··· Dataset excerpts ···
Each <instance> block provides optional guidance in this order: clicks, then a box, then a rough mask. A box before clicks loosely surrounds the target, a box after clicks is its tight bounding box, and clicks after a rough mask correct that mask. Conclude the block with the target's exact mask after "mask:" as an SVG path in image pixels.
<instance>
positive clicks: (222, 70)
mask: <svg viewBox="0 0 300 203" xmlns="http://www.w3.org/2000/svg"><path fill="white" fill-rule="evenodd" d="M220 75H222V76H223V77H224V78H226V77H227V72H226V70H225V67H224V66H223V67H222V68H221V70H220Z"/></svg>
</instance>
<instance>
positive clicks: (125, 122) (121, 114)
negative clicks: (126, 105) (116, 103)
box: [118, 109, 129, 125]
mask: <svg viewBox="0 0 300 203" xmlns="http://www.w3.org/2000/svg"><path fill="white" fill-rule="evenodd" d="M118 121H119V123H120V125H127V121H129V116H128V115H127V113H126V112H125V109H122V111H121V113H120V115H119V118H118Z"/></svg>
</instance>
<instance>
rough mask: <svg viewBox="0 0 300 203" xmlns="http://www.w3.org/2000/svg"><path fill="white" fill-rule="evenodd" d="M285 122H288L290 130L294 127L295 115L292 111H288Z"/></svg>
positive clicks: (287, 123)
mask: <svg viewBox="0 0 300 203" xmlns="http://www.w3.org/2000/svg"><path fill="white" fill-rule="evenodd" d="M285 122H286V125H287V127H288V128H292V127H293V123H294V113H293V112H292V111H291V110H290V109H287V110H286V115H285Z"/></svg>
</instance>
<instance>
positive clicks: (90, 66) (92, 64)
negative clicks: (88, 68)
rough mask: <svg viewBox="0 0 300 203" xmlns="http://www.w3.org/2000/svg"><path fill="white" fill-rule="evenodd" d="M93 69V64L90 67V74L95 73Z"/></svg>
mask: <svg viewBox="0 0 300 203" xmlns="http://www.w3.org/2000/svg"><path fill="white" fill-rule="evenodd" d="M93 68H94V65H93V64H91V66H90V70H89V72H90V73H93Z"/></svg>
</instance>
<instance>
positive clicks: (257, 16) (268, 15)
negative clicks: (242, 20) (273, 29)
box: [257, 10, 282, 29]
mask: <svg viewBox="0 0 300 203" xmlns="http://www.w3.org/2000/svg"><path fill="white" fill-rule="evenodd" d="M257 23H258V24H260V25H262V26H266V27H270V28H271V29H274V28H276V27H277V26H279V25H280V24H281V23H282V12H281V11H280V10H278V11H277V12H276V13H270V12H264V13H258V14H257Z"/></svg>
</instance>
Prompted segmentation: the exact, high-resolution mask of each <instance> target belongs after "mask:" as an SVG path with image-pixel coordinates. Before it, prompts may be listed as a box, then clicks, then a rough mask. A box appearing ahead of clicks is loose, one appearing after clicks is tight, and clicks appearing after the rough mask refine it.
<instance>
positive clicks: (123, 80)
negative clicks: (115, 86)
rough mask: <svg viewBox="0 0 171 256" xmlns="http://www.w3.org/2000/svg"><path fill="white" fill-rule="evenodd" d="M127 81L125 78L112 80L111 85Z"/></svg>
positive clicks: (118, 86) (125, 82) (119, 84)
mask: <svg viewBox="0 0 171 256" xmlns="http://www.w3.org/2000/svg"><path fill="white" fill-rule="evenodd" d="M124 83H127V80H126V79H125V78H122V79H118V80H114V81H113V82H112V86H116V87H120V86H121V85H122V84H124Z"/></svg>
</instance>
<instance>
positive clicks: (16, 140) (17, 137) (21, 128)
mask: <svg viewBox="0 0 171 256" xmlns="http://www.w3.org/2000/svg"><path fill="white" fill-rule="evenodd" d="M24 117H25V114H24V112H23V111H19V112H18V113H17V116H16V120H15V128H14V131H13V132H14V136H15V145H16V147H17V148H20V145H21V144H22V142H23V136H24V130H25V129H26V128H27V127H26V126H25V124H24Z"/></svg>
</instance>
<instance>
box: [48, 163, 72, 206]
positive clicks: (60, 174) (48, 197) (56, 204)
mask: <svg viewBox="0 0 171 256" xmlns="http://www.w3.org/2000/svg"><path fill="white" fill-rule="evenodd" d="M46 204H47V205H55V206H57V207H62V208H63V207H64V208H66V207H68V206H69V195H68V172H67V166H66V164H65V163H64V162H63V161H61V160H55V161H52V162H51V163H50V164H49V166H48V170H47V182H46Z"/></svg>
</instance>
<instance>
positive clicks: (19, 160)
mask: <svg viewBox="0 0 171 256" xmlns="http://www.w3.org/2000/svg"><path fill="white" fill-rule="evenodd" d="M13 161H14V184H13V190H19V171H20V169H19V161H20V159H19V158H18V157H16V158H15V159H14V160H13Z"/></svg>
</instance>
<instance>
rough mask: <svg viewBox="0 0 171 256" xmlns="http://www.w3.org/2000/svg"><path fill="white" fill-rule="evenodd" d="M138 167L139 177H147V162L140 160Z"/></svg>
···
_The task_
From the material above, gather all lines that include the string "exact" and copy them.

_Task solution_
Each <instance> block provides optional guidance in this order: clicks, then a box, then a rough mask. A box before clicks loosely surrounds the target, a box after clicks is its tight bounding box, and clicks after a rough mask correct that mask. Conclude the block with the target's exact mask after "mask:" as an SVG path in image pixels.
Prompted segmentation: the exact, high-resolution mask of each <instance> target belongs after "mask:" as an SVG path with image-pixel coordinates. Before it, prompts may be listed as a box, then clicks, then a rough mask. A box appearing ahead of clicks is loose, one appearing after clicks is tight, and clicks appearing after the rough mask refine it.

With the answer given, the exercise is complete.